▶ Entries shown:
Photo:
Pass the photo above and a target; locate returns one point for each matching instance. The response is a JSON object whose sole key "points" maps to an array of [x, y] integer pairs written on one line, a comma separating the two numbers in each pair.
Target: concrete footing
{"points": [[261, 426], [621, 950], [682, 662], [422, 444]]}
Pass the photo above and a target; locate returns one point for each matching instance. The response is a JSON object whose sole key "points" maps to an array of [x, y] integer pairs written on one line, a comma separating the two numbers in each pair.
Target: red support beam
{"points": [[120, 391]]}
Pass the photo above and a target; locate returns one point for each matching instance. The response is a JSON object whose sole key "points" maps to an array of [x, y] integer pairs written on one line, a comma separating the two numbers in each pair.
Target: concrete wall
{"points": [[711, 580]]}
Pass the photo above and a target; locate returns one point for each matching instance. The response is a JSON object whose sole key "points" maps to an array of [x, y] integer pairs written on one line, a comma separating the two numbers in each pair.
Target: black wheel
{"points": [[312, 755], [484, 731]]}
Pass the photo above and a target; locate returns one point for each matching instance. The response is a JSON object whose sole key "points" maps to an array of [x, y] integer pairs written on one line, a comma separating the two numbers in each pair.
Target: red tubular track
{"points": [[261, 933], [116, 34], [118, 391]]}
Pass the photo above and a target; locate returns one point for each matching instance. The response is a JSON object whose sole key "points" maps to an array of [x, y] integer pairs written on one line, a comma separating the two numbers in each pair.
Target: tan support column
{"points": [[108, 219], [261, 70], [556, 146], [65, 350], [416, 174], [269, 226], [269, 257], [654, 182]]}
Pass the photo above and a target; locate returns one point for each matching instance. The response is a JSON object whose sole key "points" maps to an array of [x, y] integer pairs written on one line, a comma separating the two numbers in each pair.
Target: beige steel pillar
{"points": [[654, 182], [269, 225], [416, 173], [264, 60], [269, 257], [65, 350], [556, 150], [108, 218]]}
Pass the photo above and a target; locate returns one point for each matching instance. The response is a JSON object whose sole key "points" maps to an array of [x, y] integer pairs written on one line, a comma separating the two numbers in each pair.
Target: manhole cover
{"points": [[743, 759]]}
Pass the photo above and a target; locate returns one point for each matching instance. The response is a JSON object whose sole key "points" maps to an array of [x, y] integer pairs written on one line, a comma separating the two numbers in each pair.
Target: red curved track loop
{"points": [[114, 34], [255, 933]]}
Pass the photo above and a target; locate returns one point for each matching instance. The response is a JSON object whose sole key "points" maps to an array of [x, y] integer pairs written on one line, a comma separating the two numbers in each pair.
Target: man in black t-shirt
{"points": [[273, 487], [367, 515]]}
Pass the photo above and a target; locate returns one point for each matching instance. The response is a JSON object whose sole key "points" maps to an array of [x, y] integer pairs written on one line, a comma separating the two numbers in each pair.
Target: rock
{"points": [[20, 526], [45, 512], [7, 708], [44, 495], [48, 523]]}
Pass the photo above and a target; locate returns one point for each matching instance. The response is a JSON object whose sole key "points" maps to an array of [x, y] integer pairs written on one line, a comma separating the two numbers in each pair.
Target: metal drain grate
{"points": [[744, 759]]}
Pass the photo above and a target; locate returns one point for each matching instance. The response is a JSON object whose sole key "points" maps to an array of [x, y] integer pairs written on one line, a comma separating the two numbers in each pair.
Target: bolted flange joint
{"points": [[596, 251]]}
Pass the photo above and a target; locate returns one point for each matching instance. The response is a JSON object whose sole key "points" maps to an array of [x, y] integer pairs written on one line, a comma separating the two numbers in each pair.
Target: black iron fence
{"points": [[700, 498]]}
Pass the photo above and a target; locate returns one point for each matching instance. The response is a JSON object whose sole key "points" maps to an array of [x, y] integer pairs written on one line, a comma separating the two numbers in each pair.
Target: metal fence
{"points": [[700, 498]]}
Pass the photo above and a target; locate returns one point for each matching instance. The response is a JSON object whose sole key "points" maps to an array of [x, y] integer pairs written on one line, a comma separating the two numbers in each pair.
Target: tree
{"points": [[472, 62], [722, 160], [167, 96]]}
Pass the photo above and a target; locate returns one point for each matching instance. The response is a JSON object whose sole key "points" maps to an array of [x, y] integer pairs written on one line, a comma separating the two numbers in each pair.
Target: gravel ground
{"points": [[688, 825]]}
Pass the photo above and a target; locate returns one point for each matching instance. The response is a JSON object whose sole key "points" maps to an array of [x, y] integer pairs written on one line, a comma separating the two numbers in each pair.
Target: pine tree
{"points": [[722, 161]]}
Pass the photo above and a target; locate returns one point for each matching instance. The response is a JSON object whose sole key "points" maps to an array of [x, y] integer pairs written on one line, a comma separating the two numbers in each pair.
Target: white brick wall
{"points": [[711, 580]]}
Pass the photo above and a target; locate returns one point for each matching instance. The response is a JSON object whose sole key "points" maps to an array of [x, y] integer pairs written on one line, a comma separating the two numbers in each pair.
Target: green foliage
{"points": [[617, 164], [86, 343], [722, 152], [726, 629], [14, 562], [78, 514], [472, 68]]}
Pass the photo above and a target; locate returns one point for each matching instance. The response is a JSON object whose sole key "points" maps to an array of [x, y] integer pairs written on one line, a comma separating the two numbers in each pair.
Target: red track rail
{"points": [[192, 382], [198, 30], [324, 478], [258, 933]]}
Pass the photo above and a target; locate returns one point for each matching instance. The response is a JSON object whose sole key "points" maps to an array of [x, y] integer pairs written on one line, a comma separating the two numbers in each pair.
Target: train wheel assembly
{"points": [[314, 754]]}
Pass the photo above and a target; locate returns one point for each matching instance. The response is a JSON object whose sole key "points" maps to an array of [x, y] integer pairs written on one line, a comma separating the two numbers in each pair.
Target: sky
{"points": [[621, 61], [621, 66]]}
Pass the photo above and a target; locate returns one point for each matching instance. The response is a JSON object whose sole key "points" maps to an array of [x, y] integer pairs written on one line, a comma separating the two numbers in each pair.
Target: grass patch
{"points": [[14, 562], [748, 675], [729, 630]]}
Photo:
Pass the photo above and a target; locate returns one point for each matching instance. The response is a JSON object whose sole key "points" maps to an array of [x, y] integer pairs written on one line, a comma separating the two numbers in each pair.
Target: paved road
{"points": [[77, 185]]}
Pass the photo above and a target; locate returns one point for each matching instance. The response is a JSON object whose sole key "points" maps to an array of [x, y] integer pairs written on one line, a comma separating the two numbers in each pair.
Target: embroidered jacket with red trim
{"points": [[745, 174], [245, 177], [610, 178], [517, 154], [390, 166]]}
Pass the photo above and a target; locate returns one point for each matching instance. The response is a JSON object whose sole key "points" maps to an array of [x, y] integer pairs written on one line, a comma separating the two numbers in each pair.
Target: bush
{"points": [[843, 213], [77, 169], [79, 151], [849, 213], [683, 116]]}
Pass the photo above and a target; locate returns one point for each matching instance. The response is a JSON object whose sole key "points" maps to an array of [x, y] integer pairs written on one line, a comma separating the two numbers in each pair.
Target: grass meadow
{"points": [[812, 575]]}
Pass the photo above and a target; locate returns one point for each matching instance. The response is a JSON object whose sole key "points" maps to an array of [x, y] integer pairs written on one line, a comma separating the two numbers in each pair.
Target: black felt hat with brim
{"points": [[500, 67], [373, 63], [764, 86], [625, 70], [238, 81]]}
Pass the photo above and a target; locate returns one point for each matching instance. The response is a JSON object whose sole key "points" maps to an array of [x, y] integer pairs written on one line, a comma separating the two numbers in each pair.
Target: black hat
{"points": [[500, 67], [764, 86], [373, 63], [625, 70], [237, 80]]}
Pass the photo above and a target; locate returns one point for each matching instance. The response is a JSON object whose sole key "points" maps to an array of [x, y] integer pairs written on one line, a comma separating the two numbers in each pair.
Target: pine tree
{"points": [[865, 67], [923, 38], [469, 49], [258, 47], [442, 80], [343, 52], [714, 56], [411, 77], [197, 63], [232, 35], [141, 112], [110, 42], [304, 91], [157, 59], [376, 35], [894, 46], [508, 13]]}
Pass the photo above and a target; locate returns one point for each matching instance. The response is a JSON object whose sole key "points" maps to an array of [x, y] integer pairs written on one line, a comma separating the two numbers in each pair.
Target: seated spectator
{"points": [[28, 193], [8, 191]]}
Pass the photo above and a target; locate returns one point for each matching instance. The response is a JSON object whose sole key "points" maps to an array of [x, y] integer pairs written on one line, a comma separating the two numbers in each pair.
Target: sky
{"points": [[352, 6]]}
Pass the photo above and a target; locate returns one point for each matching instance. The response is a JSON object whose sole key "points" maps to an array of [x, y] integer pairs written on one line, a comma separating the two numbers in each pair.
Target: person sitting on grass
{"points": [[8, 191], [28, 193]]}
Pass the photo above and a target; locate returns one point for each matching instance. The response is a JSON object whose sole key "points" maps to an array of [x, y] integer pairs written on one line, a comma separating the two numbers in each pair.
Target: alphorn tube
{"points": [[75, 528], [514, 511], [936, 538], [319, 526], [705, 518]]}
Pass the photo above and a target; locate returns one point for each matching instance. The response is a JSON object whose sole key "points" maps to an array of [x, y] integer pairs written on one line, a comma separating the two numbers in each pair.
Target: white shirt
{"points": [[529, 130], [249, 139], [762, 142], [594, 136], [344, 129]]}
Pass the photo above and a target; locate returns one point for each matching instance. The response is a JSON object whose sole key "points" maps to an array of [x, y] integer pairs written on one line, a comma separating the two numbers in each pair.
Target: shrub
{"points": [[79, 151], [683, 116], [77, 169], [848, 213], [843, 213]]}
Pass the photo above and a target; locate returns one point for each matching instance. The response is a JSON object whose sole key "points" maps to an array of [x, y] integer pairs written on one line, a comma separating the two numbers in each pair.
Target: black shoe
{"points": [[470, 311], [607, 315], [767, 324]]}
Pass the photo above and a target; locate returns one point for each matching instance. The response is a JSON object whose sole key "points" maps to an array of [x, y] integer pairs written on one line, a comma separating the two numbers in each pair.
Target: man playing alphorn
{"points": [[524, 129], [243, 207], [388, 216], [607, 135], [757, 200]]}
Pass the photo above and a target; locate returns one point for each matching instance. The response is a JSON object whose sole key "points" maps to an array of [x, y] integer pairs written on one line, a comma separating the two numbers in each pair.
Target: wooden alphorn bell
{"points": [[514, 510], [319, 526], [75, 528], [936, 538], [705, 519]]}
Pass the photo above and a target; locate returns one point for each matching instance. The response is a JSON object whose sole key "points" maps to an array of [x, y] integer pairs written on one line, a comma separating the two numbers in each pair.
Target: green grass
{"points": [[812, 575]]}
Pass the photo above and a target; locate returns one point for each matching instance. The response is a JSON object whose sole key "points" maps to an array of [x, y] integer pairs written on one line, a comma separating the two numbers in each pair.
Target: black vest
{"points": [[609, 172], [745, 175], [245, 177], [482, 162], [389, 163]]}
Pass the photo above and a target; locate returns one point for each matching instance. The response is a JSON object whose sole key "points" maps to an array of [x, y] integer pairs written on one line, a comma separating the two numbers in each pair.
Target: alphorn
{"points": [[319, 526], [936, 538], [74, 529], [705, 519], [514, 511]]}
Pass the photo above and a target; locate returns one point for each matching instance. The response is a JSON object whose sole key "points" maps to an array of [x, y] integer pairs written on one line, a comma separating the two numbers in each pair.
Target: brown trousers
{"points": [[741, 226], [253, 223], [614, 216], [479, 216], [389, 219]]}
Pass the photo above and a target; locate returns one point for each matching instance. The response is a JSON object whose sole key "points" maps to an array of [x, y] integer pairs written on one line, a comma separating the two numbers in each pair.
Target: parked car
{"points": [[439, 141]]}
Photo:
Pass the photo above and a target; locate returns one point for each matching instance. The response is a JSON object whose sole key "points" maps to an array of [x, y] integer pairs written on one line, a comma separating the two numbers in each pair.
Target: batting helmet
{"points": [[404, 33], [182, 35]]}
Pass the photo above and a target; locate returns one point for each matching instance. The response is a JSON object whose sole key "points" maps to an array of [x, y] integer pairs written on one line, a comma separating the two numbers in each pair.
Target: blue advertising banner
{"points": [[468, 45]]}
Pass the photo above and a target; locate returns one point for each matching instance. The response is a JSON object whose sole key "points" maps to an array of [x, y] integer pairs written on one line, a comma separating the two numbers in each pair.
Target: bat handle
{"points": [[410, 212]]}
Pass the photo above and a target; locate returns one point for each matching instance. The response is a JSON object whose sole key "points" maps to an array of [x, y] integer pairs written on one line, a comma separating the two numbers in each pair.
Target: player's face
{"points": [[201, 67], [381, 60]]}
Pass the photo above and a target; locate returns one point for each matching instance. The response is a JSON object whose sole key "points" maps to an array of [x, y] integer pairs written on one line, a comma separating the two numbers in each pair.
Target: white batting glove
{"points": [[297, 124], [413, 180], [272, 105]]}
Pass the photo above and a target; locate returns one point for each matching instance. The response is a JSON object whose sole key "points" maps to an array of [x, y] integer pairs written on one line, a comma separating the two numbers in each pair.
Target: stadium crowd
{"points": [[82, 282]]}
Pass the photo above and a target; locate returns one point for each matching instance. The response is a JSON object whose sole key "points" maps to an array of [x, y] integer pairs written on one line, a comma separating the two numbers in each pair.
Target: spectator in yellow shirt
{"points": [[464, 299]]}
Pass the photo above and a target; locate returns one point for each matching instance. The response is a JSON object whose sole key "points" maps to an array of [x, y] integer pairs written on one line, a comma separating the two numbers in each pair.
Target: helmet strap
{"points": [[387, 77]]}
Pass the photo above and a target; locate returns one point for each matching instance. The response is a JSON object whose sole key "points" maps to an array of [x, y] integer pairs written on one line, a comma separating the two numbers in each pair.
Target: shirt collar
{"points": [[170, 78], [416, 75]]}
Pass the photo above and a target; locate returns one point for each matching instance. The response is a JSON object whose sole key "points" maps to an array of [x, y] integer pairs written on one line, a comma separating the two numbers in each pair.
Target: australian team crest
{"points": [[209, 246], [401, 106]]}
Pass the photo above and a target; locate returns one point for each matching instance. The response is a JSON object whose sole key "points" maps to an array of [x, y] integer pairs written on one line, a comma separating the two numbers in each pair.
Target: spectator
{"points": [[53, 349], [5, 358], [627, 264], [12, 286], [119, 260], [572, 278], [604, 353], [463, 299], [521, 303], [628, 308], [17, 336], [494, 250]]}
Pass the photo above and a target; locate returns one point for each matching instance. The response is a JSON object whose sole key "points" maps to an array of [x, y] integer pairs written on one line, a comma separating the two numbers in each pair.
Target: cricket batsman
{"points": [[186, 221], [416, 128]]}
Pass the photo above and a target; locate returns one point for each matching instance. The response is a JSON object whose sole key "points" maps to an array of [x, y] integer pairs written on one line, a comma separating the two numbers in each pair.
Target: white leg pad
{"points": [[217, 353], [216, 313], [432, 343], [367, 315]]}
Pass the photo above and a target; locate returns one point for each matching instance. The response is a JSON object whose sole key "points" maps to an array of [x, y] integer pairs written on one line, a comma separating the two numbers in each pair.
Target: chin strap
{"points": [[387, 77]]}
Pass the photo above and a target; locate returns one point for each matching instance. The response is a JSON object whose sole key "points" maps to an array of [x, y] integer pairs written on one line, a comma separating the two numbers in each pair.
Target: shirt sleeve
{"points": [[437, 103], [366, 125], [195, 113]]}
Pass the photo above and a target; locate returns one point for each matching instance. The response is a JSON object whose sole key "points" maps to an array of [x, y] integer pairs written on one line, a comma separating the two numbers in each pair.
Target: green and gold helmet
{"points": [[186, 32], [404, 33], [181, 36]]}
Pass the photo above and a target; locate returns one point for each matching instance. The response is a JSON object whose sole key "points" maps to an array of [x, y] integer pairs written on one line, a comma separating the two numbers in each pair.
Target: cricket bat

▶ Instructions for the task: Give an exact reproduction of the lines from the one with "Target: white leg pad" to the final line of the entries, including both.

▶ Answer to this task:
Target: white leg pad
{"points": [[217, 353], [216, 313], [432, 343], [367, 315]]}
Pass the photo above and a target; locate returns one point for each matching instance. The response is a JSON object whose sole key "points" maps to an array of [x, y] integer pairs written on one line, a comma separating the two numbers in each pair.
Target: chin strap
{"points": [[387, 77]]}
Pass the photo above and a target; locate returns one point for each matching instance. The response is a JSON object whose sole key "points" maps to an array of [x, y] integer pairs written on one line, a comma separating the two numbers in each pair.
Target: shirt sleeve
{"points": [[437, 103], [366, 125], [195, 113]]}
Pass the photo above and a target; locate returns one point for each matching instance. The response is a JSON object whose sole key "points" maps to an array of [x, y] integer pairs written on one line, a comma separating the two numbers in each pair.
Target: green and gold helmet
{"points": [[186, 32], [404, 33], [181, 36]]}
Pass the photo above and a target; locate returns one point for each matching instance. The response is a JSON object whose sole key "points" maps to an array of [x, y] integer pairs written on one line, a comma separating the two numbers in each pair.
Target: cricket bat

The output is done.